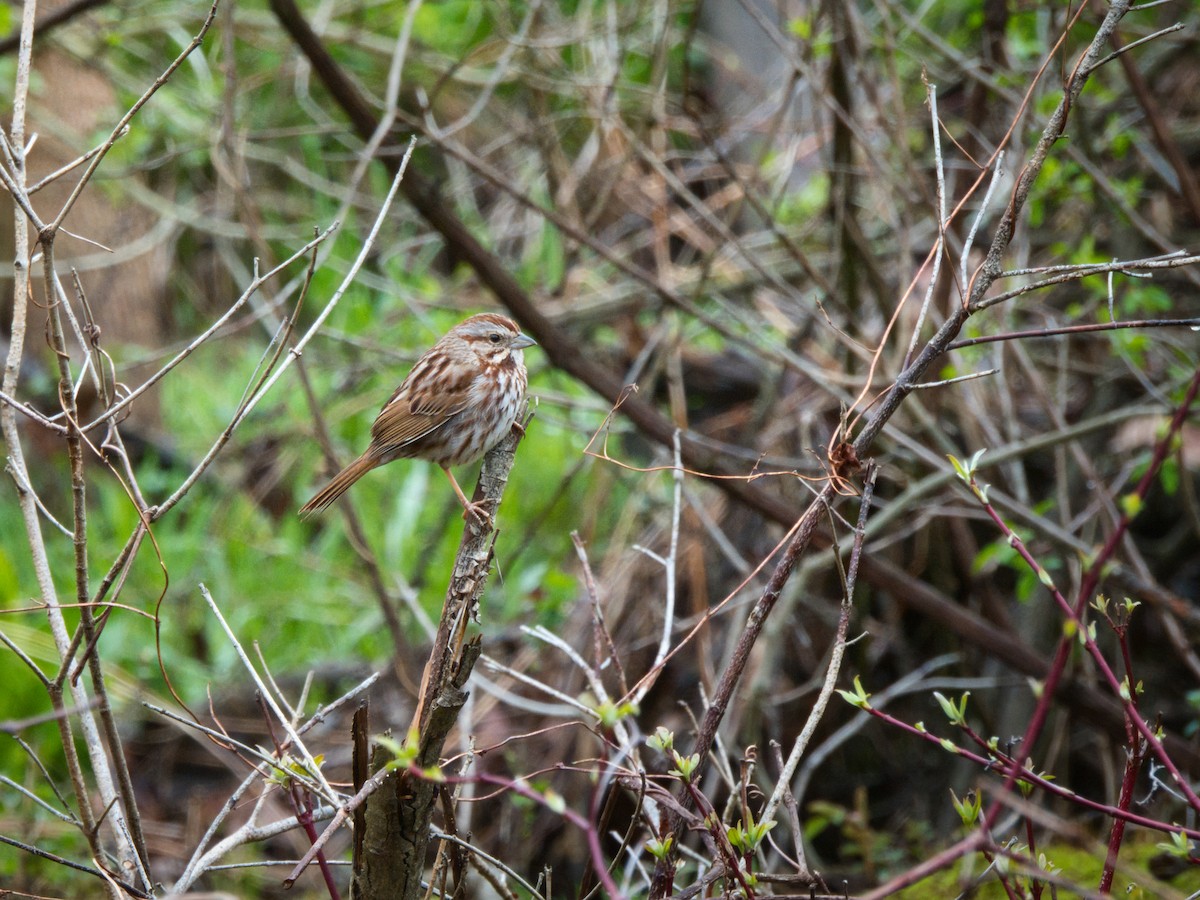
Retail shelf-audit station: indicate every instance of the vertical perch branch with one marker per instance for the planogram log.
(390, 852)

= = = =

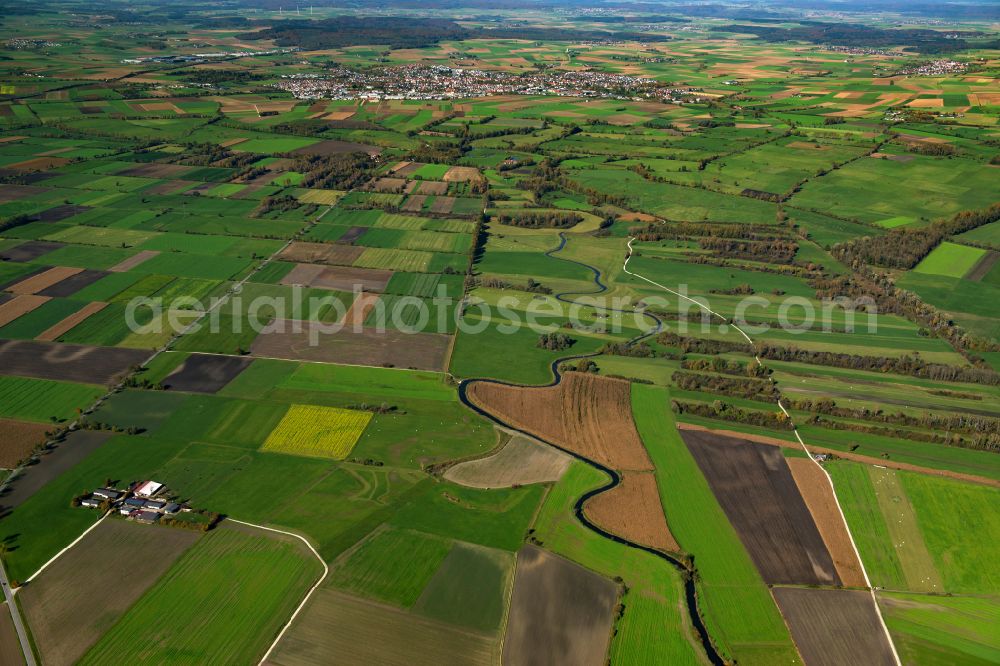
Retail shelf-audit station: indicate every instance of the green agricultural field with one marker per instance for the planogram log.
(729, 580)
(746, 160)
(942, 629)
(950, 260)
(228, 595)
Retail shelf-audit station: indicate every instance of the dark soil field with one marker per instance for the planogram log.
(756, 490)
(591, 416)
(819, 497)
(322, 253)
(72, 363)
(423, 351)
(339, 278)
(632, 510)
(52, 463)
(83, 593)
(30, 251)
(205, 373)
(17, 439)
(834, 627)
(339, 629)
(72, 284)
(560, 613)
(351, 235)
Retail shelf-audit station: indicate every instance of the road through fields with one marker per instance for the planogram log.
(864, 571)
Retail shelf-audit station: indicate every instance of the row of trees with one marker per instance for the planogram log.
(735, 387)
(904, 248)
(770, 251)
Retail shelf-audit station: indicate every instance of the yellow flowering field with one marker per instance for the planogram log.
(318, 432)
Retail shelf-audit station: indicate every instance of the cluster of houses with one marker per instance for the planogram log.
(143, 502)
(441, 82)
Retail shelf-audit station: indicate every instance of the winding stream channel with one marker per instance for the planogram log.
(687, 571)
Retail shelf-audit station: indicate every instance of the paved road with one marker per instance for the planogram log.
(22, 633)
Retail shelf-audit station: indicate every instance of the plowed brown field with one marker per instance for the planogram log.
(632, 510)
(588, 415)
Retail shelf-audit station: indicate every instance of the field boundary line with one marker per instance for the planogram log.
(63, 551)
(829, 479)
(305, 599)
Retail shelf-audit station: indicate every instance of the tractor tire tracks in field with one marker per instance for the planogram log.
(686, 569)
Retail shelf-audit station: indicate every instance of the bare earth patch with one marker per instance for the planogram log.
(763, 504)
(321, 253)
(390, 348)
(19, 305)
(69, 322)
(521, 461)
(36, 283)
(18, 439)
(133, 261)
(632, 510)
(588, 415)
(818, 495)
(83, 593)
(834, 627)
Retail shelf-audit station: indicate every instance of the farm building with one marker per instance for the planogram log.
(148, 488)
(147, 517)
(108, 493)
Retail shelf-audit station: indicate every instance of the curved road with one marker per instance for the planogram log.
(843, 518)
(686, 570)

= = = =

_Written task:_ Give only the number of lines in the records above that contain the word "road".

_Result of the exercise:_ 3